— Brief —
Transcribe the stretch of entries below from the line with "point(487, 18)" through the line with "Expected: one point per instance of the folded", exactly and with both ends included; leave out all other lines.

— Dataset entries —
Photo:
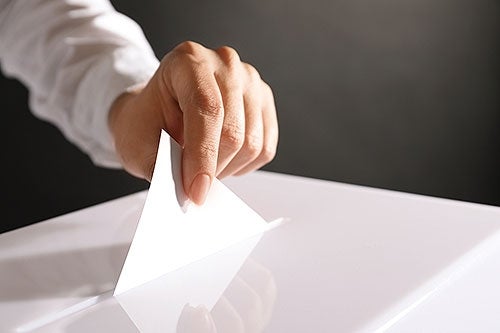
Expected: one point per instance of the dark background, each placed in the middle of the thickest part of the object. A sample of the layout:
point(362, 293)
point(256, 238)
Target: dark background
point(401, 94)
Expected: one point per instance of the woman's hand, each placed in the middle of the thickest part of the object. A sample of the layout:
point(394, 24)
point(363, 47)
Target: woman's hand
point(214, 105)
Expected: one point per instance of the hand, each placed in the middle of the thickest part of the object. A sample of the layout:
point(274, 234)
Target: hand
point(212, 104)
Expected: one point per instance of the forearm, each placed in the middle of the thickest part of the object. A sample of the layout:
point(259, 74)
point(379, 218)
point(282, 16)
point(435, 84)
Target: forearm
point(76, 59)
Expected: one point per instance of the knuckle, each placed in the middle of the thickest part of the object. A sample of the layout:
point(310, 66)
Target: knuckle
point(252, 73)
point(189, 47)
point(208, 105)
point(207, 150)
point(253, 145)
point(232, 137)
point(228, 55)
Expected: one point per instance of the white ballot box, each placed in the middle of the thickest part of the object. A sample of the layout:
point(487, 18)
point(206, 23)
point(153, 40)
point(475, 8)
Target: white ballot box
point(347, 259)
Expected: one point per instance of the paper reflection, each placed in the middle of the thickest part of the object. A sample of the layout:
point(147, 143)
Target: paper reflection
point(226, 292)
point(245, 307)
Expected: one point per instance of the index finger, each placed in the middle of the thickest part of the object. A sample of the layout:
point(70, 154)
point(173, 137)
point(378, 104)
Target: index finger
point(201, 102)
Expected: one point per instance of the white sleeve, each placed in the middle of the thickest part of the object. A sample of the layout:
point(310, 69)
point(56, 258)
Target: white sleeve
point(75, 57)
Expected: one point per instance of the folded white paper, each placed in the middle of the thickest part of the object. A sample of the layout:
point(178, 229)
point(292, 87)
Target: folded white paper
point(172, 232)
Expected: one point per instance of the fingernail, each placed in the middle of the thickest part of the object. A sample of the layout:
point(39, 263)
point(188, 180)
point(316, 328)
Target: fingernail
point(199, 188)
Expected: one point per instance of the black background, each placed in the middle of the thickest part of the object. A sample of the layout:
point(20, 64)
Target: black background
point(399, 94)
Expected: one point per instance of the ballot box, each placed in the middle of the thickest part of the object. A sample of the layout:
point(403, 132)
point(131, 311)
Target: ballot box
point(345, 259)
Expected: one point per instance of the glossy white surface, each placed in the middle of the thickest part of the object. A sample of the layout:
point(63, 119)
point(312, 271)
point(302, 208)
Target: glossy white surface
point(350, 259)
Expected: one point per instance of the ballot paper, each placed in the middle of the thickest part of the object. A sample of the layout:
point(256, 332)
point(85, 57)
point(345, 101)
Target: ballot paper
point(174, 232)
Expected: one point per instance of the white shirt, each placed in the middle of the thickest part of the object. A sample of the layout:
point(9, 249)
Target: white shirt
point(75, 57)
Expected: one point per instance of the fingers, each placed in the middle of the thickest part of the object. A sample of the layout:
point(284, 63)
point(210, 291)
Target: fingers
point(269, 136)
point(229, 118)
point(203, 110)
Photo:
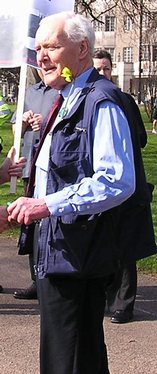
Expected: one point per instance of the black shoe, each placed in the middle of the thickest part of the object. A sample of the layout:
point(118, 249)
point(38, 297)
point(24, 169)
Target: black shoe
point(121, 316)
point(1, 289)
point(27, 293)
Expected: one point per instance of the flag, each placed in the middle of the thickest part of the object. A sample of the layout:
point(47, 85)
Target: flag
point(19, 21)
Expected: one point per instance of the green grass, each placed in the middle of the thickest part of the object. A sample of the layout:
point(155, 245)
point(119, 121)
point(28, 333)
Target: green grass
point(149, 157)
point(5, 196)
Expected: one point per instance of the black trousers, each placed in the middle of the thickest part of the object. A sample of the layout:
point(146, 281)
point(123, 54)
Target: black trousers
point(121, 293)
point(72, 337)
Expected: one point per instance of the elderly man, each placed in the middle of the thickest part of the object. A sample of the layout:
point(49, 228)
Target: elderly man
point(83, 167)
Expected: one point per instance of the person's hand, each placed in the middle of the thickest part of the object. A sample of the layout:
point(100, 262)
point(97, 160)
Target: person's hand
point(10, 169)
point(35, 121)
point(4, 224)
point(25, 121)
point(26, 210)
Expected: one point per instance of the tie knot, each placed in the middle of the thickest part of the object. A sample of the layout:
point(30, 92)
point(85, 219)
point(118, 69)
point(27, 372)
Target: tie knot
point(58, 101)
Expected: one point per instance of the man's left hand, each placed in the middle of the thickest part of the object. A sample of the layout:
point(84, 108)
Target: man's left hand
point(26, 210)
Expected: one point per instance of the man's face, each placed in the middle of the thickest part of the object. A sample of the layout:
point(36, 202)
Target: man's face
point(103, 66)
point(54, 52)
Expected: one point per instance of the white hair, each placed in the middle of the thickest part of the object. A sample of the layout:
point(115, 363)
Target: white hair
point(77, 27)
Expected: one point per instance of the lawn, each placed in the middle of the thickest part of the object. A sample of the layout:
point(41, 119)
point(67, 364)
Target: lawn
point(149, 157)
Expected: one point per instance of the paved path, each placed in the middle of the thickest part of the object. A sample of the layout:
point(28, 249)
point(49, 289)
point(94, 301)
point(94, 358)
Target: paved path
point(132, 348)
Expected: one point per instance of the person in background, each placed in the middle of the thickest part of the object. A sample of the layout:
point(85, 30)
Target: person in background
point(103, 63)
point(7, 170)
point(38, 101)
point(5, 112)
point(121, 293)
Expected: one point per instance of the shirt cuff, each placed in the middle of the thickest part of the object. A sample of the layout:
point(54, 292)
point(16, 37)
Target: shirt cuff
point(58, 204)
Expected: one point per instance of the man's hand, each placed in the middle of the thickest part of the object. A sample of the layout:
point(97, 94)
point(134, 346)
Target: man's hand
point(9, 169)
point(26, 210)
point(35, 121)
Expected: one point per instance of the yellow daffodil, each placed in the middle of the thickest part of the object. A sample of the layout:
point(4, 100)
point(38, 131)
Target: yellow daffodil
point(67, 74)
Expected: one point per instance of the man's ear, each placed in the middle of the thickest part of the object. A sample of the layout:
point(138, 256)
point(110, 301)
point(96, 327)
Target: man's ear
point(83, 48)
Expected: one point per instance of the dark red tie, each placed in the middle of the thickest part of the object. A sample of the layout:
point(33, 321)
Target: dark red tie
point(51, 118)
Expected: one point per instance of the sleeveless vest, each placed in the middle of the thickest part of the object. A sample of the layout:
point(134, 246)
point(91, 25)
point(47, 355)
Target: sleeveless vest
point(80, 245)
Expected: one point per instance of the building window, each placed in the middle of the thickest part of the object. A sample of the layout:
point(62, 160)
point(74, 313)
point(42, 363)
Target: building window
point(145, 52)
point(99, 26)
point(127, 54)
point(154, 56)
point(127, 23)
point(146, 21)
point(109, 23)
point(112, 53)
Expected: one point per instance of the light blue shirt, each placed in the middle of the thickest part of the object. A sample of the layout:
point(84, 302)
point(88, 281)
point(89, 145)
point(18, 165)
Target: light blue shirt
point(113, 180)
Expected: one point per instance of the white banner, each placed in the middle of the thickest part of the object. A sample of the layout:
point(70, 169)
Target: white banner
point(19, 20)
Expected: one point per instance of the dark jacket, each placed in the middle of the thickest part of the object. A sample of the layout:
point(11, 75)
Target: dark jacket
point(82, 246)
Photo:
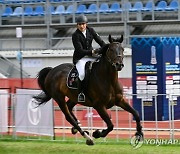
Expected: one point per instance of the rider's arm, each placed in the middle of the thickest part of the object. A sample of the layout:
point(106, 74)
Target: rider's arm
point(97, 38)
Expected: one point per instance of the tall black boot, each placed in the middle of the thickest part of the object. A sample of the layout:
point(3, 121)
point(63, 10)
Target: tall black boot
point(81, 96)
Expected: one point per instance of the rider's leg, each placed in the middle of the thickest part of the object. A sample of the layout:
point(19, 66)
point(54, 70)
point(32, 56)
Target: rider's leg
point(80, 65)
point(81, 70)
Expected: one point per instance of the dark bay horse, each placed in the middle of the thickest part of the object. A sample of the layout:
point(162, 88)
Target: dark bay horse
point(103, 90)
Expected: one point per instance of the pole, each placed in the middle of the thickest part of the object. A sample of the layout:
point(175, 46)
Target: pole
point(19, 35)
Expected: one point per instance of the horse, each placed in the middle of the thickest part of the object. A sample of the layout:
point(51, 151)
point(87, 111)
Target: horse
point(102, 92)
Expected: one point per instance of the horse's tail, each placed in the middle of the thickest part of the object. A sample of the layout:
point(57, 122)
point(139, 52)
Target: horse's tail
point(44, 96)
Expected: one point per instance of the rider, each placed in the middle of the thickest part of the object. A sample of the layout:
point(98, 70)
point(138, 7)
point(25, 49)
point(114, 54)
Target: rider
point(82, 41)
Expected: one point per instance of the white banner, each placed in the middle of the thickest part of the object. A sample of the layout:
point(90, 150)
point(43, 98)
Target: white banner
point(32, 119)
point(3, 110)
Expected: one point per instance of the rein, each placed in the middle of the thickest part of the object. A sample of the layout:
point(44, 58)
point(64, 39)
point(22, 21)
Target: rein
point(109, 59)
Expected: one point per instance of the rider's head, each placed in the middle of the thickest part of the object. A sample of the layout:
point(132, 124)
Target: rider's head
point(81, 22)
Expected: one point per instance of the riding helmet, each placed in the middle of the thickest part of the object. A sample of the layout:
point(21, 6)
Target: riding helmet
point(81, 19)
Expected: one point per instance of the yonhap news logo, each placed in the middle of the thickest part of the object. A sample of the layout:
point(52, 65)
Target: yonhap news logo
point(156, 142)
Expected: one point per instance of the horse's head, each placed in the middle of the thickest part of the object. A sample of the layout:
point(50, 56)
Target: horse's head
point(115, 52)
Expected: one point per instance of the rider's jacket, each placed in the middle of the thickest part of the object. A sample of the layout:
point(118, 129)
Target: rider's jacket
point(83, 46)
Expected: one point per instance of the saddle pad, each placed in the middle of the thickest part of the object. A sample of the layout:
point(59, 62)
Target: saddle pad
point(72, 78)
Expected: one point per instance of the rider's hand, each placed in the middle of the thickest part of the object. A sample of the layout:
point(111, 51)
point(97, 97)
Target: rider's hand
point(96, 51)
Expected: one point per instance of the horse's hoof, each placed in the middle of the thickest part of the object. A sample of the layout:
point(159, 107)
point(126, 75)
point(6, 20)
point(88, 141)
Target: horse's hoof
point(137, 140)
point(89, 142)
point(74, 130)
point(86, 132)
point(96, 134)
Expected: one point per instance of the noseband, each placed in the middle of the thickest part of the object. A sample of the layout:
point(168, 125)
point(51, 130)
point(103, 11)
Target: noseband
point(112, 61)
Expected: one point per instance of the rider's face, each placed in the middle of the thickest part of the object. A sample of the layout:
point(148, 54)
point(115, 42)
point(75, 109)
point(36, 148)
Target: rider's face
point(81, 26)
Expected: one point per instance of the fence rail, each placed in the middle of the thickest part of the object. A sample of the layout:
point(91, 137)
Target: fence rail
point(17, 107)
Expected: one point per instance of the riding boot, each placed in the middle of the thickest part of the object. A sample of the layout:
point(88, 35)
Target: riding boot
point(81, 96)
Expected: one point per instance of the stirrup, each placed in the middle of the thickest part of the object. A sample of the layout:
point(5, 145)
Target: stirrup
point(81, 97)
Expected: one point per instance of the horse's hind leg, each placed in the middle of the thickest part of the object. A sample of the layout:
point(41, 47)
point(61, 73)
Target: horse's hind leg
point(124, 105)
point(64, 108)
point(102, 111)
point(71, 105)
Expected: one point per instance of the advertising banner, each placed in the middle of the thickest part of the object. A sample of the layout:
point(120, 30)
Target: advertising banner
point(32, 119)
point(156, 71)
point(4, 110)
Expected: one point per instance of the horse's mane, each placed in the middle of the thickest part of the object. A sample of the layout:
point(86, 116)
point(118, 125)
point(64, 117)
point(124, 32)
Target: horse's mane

— Answer box —
point(487, 18)
point(206, 23)
point(153, 40)
point(475, 8)
Target: white ballot box
point(347, 259)
Expected: one point per instance of the paper reflection, each placed in the middle of the thickest part of the object. A sample of the layout:
point(147, 143)
Target: paper reflection
point(226, 292)
point(245, 307)
Expected: one point per instance of the index finger, each placed in the middle of the thickest part of the object. A sample of the layout:
point(70, 154)
point(173, 137)
point(378, 104)
Target: index finger
point(201, 102)
Expected: one point per instance of the white sleeve, each placed in the middle of the thickest part of the object. A sample of the layout:
point(310, 69)
point(56, 258)
Target: white sleeve
point(75, 57)
Expected: one point per instance of the folded white paper, each placed in the middle of the thickest part of the object. A sample of the layout:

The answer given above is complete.